The exercise:
Put the data from the line containing "the dirt ground." up to and including the last line into a JSON list of strings, one string per line, leaving out blank lines.

Extracted records:

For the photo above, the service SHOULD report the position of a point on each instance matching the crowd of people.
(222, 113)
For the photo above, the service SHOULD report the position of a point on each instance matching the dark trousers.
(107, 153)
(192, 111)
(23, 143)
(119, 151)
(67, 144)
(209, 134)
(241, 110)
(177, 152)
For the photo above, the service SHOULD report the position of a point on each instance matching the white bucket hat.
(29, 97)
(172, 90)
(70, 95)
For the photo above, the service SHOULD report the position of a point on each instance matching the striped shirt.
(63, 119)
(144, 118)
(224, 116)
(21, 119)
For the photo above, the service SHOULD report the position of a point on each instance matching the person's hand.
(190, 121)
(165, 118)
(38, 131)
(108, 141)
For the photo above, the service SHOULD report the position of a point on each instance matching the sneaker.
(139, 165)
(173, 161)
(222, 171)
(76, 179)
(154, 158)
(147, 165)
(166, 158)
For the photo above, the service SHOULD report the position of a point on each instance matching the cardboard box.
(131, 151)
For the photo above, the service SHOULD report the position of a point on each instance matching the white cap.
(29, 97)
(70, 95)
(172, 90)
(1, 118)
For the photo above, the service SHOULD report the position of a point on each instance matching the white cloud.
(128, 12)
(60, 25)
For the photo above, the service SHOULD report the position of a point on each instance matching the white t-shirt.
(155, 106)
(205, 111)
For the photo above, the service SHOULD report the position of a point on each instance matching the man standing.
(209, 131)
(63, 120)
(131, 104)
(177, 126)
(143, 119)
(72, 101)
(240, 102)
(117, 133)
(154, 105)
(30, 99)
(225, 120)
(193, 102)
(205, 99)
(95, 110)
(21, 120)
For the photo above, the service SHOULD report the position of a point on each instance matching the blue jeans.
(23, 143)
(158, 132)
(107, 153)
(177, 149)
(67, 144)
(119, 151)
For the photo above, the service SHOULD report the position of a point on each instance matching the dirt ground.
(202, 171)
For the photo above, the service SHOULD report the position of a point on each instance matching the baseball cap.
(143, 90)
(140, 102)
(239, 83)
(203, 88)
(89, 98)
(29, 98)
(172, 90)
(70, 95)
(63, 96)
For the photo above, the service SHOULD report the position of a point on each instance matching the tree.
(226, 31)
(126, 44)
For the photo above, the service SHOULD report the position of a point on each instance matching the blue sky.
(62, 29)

Finished task:
[
  "For the photo above, the service SHOULD report the position of a point on each instance matching the dirt ground.",
  "(202, 171)",
  "For the photo above, the service SHOULD report the position of a point on each instance matching the baseball cap.",
  "(143, 90)",
  "(140, 102)",
  "(239, 83)",
  "(203, 88)",
  "(89, 98)",
  "(29, 98)",
  "(172, 90)",
  "(70, 95)",
  "(63, 96)",
  "For the photo above, the service SHOULD report the position of a point on each instance matching the tree.",
  "(226, 31)",
  "(126, 44)",
  "For the photo above, the service SHOULD report the position of a point on each instance matching the blue sky.",
  "(62, 29)"
]